→ Exercise requirements
The listing below should be written out exactly; please include all of it.

============================================================

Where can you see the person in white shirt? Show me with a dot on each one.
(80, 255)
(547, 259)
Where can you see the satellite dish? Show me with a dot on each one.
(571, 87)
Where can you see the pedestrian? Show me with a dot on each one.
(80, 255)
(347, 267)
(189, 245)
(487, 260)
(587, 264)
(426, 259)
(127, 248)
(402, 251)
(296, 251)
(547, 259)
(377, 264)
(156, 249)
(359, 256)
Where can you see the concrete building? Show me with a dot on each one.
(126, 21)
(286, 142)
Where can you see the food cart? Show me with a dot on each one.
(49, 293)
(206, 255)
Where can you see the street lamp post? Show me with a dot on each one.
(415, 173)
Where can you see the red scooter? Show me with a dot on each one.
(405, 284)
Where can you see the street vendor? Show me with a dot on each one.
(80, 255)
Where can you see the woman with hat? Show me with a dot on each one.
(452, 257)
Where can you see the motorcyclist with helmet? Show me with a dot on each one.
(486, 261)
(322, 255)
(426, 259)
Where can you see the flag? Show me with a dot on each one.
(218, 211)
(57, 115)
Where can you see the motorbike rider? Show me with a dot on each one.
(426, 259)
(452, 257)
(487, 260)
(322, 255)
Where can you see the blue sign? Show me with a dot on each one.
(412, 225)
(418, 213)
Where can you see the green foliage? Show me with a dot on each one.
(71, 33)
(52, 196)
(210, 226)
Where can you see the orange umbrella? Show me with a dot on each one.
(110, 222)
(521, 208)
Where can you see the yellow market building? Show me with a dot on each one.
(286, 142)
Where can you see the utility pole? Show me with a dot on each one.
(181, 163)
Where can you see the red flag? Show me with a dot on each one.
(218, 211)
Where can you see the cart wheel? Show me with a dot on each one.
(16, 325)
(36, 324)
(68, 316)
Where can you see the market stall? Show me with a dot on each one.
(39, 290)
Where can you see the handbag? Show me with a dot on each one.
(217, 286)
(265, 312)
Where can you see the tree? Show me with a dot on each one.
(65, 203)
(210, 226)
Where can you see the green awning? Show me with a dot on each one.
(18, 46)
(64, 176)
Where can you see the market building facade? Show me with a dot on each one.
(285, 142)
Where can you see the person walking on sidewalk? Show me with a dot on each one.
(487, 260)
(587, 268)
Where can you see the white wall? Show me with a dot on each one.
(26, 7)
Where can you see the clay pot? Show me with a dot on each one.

============================================================

→ Answer for this exercise
Where can you see the person in white shirt? Show me with a dot on each one.
(80, 255)
(547, 259)
Where can you see the satellite dish? Show me with a dot on each one.
(571, 87)
Where can you see the pedestrian? Show me with a dot on each one.
(80, 255)
(347, 267)
(189, 245)
(487, 260)
(587, 264)
(426, 259)
(127, 248)
(402, 251)
(296, 251)
(547, 259)
(377, 264)
(156, 249)
(359, 256)
Where can you see the concrete building? Show me with a dot on each one.
(126, 21)
(286, 142)
Where can you see the food cart? Show me with a dot on each one.
(49, 293)
(206, 255)
Where can you see the street lamp post? Show me with a dot on each one.
(415, 173)
Where can you see the red scooter? Show me with a dot on each one.
(405, 284)
Where can you see the street vendor? Show me with a dot on each one.
(80, 255)
Where can you see the woman with hat? Show me with a dot on each one.
(452, 257)
Where can you see the motorcyclist with helmet? Show me with a dot on each one.
(486, 261)
(322, 255)
(426, 259)
Where can you see the flag? Show me with a dot on each one.
(218, 211)
(57, 115)
Where can you see the motorbike rider? Show me with a dot on each one.
(426, 259)
(452, 257)
(487, 260)
(322, 255)
Where can you see the blue sign? Show me with a dot on each one.
(412, 225)
(418, 213)
Where can you see the green foliage? Show me with a dot on each one.
(71, 33)
(52, 196)
(210, 226)
Where can you see the orange umbrella? Show me with a dot on each one.
(110, 222)
(521, 208)
Where can you see the yellow market building? Show me with a dot on each one.
(286, 142)
Where can you see the utility pole? Show me with a dot on each one.
(181, 163)
Where can you see the red flag? Show me with a dot on each one.
(218, 211)
Where can you see the cart wheel? Show me with a dot on each one.
(16, 325)
(36, 324)
(68, 316)
Where can you see the market stall? Show me with a dot on each one.
(39, 290)
Where can you see the handbag? Show me with a dot on each one.
(217, 286)
(265, 312)
Where can you see the tree? Show me with a dot on each one.
(65, 203)
(210, 226)
Where can you see the green awning? Show me with a dot on each one.
(18, 46)
(64, 176)
Where can you see the market building facade? Show me with a dot on each one.
(285, 142)
Where can you see the person walking on sidewalk? Show me with a dot on each one.
(487, 260)
(587, 268)
Where can you see the white wall? Show me with a dot on each one.
(26, 7)
Where can you see the clay pot? Show me with a dot on each one.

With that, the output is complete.